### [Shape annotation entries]
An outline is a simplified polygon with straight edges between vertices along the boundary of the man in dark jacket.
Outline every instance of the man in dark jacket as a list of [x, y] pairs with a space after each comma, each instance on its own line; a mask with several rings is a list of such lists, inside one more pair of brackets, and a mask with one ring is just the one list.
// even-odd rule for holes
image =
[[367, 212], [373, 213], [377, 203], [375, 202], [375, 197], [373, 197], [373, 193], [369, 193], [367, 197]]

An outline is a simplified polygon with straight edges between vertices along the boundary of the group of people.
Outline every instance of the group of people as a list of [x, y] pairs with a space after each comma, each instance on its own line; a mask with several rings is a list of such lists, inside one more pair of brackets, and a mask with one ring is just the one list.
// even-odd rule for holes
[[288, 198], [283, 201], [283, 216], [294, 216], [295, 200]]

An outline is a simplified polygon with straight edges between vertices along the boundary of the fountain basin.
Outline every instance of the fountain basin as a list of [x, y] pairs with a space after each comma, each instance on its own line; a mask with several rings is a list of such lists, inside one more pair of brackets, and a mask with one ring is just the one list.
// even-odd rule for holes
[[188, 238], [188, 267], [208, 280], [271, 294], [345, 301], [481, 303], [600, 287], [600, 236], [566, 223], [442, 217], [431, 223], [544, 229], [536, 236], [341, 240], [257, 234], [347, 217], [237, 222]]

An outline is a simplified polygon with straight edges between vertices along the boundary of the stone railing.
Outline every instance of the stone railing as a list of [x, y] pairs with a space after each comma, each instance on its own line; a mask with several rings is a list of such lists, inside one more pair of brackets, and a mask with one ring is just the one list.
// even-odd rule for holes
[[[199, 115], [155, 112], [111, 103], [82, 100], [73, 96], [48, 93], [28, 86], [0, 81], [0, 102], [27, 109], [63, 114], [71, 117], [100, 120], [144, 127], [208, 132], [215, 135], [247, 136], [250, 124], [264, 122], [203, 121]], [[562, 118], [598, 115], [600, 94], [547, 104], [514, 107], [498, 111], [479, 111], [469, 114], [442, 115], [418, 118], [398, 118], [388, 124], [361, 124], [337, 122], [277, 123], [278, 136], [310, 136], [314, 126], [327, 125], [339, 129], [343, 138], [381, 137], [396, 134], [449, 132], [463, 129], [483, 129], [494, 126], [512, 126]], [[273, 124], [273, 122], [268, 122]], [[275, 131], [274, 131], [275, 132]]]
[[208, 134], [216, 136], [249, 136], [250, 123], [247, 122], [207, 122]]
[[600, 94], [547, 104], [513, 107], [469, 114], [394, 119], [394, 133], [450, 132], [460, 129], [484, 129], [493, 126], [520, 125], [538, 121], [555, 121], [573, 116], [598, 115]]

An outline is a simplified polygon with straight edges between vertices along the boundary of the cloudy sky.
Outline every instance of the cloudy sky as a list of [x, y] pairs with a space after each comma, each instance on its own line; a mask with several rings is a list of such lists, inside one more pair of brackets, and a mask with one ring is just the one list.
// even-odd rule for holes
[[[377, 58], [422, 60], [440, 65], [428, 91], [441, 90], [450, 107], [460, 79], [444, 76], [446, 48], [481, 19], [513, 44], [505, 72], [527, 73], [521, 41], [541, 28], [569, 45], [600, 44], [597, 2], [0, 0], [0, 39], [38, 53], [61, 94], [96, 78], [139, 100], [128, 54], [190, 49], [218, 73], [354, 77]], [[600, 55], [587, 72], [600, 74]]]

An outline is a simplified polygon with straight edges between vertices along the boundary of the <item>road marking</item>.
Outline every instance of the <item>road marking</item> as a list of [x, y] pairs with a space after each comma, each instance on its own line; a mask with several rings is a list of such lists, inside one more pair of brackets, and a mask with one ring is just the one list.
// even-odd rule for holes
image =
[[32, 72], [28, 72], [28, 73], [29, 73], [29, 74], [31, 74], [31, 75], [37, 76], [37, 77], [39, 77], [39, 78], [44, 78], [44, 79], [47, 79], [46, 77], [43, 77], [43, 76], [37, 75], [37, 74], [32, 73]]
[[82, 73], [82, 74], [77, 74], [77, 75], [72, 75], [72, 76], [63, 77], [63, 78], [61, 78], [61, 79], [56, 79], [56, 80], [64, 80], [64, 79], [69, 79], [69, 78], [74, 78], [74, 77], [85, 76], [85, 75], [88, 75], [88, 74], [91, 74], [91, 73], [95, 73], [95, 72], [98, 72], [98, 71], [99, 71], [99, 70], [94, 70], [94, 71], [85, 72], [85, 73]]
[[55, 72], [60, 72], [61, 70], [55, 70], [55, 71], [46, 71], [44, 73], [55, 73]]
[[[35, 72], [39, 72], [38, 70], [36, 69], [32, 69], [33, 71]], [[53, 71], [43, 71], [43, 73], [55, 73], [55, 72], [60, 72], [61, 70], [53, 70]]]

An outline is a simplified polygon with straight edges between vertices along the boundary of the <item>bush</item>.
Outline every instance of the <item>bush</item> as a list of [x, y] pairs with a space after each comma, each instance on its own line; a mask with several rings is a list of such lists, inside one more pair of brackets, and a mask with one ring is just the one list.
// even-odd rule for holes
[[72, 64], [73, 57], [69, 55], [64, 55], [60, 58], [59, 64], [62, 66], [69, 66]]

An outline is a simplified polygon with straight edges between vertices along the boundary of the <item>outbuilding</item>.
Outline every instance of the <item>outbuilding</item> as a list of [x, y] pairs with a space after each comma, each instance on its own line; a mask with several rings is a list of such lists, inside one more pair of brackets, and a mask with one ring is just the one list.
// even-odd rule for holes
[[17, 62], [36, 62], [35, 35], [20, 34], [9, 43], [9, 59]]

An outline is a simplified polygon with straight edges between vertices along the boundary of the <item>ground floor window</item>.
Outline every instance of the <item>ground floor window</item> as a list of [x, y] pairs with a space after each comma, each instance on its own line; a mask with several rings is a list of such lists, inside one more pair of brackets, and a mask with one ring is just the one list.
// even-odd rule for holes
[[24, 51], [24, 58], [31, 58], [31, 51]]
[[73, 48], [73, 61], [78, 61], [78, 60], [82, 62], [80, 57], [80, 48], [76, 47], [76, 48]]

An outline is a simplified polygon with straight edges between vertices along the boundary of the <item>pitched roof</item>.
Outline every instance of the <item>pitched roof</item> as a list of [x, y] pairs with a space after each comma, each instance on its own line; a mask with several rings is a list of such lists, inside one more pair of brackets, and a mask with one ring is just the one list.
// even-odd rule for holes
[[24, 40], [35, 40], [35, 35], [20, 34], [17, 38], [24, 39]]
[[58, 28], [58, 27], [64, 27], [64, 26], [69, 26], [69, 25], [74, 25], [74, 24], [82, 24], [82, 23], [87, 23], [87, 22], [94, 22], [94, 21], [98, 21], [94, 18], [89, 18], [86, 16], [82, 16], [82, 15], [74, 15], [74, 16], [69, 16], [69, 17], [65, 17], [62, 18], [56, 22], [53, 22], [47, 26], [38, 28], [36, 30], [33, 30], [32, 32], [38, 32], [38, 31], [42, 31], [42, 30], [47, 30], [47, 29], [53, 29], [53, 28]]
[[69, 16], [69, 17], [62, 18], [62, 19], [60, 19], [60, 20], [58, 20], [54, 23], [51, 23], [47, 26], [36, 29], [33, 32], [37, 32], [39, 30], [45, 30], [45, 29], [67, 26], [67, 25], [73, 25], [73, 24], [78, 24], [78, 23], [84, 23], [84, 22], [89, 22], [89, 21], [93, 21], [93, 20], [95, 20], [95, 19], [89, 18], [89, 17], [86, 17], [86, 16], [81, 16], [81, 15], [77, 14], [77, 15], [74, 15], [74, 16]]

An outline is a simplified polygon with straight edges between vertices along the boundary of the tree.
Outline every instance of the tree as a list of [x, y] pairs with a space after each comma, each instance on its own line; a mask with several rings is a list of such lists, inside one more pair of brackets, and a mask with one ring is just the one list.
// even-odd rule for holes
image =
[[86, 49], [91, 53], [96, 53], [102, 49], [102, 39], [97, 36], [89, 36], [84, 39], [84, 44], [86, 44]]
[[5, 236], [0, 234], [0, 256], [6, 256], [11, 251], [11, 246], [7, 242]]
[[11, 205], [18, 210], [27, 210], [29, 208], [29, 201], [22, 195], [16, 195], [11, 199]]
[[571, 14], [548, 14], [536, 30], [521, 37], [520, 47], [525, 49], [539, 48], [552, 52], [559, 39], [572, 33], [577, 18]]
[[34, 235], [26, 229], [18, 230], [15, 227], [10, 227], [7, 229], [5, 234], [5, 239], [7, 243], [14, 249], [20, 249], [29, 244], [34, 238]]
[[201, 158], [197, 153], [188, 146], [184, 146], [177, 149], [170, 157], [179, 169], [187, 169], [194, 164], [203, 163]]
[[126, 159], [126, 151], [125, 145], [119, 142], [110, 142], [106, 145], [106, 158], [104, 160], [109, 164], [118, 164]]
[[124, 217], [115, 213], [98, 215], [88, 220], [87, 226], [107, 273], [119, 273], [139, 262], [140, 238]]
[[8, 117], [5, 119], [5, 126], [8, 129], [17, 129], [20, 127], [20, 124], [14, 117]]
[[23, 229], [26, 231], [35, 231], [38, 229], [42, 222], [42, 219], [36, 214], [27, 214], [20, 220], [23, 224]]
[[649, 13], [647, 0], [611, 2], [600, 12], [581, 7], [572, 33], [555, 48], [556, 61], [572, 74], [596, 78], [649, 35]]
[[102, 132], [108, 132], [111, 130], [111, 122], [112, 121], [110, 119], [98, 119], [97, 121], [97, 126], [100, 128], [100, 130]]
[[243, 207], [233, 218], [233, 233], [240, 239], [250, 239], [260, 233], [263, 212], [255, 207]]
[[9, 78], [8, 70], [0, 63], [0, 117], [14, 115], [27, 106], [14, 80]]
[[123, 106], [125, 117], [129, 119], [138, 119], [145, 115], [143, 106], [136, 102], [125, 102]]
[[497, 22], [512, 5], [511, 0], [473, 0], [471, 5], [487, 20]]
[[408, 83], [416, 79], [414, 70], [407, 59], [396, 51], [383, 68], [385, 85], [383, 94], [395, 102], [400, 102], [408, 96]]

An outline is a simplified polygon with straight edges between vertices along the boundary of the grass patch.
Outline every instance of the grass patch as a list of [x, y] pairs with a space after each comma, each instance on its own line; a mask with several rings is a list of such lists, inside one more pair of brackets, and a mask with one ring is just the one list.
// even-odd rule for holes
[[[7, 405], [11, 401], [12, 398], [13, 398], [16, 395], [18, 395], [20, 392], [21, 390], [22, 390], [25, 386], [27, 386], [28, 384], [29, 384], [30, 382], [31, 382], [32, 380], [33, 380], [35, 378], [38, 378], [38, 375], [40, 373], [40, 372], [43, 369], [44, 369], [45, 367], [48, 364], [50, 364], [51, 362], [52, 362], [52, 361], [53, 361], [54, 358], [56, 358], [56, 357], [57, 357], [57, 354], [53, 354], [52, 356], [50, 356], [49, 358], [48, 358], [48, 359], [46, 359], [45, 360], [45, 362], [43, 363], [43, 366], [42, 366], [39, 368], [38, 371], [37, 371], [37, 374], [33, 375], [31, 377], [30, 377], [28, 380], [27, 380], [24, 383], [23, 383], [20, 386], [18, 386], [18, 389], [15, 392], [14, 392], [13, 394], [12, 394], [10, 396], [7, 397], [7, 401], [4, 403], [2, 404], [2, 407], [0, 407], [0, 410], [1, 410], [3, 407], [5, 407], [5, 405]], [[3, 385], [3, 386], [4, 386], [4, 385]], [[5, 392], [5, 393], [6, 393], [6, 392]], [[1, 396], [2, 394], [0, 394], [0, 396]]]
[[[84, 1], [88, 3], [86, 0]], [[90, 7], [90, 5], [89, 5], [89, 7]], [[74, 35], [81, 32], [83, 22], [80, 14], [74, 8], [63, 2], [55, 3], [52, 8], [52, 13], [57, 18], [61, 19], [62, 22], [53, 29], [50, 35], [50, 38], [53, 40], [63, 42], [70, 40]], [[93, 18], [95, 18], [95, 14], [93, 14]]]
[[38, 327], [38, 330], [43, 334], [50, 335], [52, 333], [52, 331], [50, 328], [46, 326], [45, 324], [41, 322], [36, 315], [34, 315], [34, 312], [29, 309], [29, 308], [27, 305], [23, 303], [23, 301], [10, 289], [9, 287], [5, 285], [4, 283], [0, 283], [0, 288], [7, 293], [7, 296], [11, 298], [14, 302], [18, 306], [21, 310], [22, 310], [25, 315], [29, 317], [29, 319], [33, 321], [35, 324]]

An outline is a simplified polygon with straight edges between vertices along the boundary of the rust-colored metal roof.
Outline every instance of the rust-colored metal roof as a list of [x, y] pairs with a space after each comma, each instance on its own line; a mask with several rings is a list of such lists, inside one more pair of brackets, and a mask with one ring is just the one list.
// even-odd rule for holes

### [WORK TO BE COMPLETED]
Reproduce the listing starting at the line that contains "group of people." and ending at the line that contains "217], [237, 222]]", both lines included. Shift every coordinate in the answer outlines by adding 148 to it, and keep all other lines unchanged.

### [SOLUTION BELOW]
An outline is a simplified polygon with straight edges between vertices along the boundary of the group of people.
Outline every instance of the group of people as a list of [x, y] pairs with a space after each comma, each instance on its own line; a mask with several rings is a list of such lists, inside one more pair of brackets, and a mask with one ring is just the one list.
// even-odd rule for holes
[[436, 346], [431, 349], [431, 364], [442, 364], [443, 348]]

An outline is a simplified polygon with straight edges between vertices along the boundary of the fountain basin.
Outline every instance of the fountain basin as a list of [x, y] pairs with a space after each comma, each instance on its own line; a mask with several rings is a list of such lists, inside one more pair of brackets, and a mask with one ring is just the one list.
// even-odd rule for holes
[[336, 386], [336, 415], [356, 428], [419, 442], [493, 449], [629, 451], [748, 435], [748, 384], [714, 371], [590, 365], [579, 371], [692, 377], [684, 384], [489, 388], [405, 382], [495, 365], [385, 370]]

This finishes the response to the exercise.